*Source*:
━━━━━━━━━━━━━━━━
[Date Prev][Date Next][Thread Prev][Thread Next][Date Index][Thread Index]
Re: [Qemu-arm] [RFC PATCH v1 2/2] target-arm: Use Neon for zero checking
From: |
Peter Maydell |
Subject: |
Re: [Qemu-arm] [RFC PATCH v1 2/2] target-arm: Use Neon for zero checking |
Date: |
Tue, 5 Apr 2016 17:01:17 +0100 |
On 5 April 2016 at 16:21, Paolo Bonzini <address@hidden> wrote:
> But in theory it should be enough to add a new #elif branch like this:
>
> #include "arm_neon.h"
> #define VECTYPE uint64x2_t
> #define VEC_OR(a, b) ((a) | (b))
> #define ALL_EQ(a, b) /* ??? :) */
#define ALL_EQ(a, b) (vgetq_lane_u64(a, 0) == vgetq_lane_u64(b, 0) && \
vgetq_lane_u64(a, 1) == vgetq_lane_u64(b, 1))
━━━━━━━━━━━━━━━━
*Input material*:

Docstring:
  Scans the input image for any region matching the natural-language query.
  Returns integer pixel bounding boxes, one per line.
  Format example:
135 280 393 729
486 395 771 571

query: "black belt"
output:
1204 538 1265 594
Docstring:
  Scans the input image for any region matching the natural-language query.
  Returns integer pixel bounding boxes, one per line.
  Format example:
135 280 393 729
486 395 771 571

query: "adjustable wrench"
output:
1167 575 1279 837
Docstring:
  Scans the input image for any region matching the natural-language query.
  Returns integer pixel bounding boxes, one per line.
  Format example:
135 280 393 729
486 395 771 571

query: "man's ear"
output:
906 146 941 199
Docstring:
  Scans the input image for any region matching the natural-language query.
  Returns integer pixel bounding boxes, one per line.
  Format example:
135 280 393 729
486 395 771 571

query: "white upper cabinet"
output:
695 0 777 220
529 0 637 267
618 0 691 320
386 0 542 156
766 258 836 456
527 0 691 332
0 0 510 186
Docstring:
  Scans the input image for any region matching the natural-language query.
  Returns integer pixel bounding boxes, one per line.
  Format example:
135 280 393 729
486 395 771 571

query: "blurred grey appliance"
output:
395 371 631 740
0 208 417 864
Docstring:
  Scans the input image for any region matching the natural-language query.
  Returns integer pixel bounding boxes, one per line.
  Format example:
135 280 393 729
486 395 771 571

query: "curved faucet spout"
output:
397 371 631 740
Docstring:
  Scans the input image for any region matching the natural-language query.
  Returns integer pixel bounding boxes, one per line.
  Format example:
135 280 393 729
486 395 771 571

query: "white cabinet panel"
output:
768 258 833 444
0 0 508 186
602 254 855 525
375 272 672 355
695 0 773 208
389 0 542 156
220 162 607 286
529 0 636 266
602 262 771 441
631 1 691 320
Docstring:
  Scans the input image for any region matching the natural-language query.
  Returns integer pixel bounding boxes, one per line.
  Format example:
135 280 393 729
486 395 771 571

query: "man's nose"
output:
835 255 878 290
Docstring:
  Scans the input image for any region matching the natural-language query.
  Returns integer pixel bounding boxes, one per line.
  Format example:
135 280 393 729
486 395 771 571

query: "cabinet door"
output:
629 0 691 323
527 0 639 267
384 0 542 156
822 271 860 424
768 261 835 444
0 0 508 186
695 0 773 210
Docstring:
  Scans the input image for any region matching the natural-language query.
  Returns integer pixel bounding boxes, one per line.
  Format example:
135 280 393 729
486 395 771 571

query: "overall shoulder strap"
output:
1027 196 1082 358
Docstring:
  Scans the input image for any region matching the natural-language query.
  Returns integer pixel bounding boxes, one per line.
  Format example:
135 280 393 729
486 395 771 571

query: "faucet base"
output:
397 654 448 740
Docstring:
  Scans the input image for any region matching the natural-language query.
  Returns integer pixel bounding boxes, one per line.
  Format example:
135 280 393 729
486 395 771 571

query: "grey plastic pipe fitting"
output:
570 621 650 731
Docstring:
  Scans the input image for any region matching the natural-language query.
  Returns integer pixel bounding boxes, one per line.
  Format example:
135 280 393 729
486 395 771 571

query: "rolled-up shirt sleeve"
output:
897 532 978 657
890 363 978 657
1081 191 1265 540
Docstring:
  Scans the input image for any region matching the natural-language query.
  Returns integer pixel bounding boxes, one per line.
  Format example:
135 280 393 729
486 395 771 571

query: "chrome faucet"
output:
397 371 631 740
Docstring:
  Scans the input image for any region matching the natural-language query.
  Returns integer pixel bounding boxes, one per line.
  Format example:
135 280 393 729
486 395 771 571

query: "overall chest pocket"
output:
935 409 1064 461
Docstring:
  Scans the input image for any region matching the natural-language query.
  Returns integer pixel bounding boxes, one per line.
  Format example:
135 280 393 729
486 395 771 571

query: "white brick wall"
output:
━━━━━━━━━━━━━━━━
*Tasks to perform*:
A. Find every line in the entries that contains the word "overall", matching case, and copy each of those lines.
B. Extend the mailing-list reply about using Neon for zero checking, starting right after its last line.

*Answers to the tasks*:
A.
query: "overall shoulder strap"
query: "overall chest pocket"

B.
will do I think (probably suboptimal for a true vector compare but
works OK here as we're actually only interested in comparing against
constant zero; the compiler generates "load 64bit value from vector
register to integer; cbnz" for each half of the vector).
Worth benchmarking that (and the variant where we use the C code
but move the loop unrolling out to 16) against the handwritten
intrinsics version.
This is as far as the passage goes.